## Begin TEXT PASSAGE

I'm not going to repeat what was said earlier by @jolelievre or @cnavarro-prestashop , with which I generally agree :)

Just a few reactions and clarifications:

we constantly have to wait even months for QA, or even answer we can dev QA it.

I know this isn't a criticism of the QA team, but to answer that question: Yes, that's true, pings often get lost in the notifications. I try to check them regularly, but some slip through. For other QAs, it's harder to get their attention because they receive so many GitHub notifications every day that it becomes unmanageable (I'm lucky enough to now only receive the direct ping or qa-functional ping 😅 ).
We tried different solutions, none have worked well for now...

Yes, it can, but a chance for a non-developer person to find it is low, in all respect.

It depends of the technical profile of the QA. Some have almost no coding knowledge, some a little more. For example, I'm far from considering myself a developer (I once was, a long long time ago...), nevertheless I can read code, understand algorithms, etc... And thus having a general idea of where to look, what impacts a refacto (or other "without user-facing behavior" PR) can have.
We (= the QA) rarely test only the fix/modification added by a PR, but we also check for potential other impacts and side-effects, and that's where most bugs hides.

## End TEXT PASSAGE
## Begin STORED ROWS

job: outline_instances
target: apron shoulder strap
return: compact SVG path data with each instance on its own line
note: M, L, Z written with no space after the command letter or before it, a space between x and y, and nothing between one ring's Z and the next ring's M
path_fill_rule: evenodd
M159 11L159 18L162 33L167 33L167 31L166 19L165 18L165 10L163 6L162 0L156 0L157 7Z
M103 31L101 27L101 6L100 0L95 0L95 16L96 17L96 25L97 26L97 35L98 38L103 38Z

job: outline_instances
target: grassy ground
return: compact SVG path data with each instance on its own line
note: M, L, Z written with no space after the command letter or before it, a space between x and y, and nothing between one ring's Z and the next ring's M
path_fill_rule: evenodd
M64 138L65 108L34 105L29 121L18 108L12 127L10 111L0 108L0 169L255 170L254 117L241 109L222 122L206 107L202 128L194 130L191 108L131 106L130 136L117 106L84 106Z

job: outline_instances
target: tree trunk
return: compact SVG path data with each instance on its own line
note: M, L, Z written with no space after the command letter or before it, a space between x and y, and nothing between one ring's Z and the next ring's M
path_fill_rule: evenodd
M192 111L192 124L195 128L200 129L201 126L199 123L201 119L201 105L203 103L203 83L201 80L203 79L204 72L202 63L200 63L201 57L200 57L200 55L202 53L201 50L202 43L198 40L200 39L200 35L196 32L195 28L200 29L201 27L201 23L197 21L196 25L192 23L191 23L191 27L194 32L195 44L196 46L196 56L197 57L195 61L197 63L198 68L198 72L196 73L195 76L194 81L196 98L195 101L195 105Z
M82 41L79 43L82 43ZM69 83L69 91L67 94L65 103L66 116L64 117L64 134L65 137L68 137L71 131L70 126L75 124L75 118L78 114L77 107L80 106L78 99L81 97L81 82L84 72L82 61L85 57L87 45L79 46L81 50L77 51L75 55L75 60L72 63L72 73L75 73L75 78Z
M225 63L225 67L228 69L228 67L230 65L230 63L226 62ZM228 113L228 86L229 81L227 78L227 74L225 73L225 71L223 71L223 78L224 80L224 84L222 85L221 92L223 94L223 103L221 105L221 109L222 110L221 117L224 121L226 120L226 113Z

## End STORED ROWS

• [COMPLETE THE FOLLOWING]:
#1 In the QA comment, which notifications does the writer say they now receive?
#2 Extend the QA comment past its last sentence, keeping the same voice.

• [ANSWERS BELOW]:
#1 Only the direct ping or the qa-functional ping.

#2
If the concern is about potential abuse (for example, maintainers approving and testing their own changes without sufficient oversight), then I can assure you I am the last person who would allow some crap code to go into the core.

To be perfectly honest about this, we discussed it this morning with Cyril and Jo, and the problem isn't so much what you and Dominik are doing, but the fact that it could "open the door" to other people who are less meticulous (whether intentionally or not).

Why cannot other investors have their own QA? Everything that we merge is properly developer tested, with screenshots, with UI tests run. We never test our own PRs.

Well, there was indeed a “QA council” at one time, which has somewhat fallen into disuse, whose purpose was to open up external contributions on QA topics as well (I do not recall if you applied at the time, to be honest).
Right now it's on hold. I don't know if this is something we could rework, if it would follow our current company guidelines etc...

And finally, to quote @cnavarro-prestashop :

Otherwise a maintainer could create pull request, approve it and test it by another maintainer to finally merge it without QA consulted before.

It's not just "without QA consulted before" but also "without anyone else consulted".
And without getting into the debate about exclusive control by PrestaShop SA you mentioned earlier @Hlavtox , it can still cause problems in general (if we don't have the same vision of what needs to be done for the project, etc... But it's a way too big subject for me right now 😅 ).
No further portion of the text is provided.